=== Text ===

The Order of Luthuli in

Florence Matomela (Posthumous) Awarded for:
Her exceptional contribution to the struggle against apartheid. Her activism left an indelible mark that continues to spur generations to stand for what is just.
Profile of Florence Matomela

Florence Matomela was born in 1910. She worked as an educator while raising five children. In 1950, angered by new influx control regulations in Port Elizabeth, she led a demonstration that ended in the burning of permits. She was one of the first women volunteers in the 1952 Defiance Campaign, and spent six weeks in prison for civil disobedience. She was later tried with the Cape leaders of the campaign and given a nine month suspended sentence.

In the mid-1950s, Matomela was the Cape provincial organiser of the African National Congress (ANC) Women’s League and vice-president of the Federation of South African Women. She was among the original 156 defendants in the Rivonia Treason Trial, but charges against her were later withdrawn. She was banned and restricted to Port Elizabeth in 1962 and was subsequently given a five-year sentence for furthering the aims of the banned ANC.

While she was in prison, her health deteriorated badly, as she was sometimes deprived of much-needed medical attention, such as the insulin injections for her diabetes. Soon after her release, Matomela was banned again, and died under banning orders in 1969.

=== What this task involves ===
Check each statement against the Florence Matomela profile: (a) Matomela worked as an educator while raising five children. (b) Matomela spent six months in prison for her part in the 1952 Defiance Campaign. (c) Matomela was banned and restricted to Port Elizabeth in 1962. Answer yes or no for each, quoting the words from the profile that settle it. The rows aren't needed for this.

Records from a dataset
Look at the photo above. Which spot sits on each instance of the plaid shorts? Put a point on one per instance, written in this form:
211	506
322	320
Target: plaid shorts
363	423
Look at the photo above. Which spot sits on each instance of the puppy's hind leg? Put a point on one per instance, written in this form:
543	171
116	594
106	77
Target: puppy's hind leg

=== Answer box ===
(a) Yes: "She worked as an educator while raising five children."
(b) No: "spent six weeks in prison for civil disobedience."
(c) Yes: "She was banned and restricted to Port Elizabeth in 1962"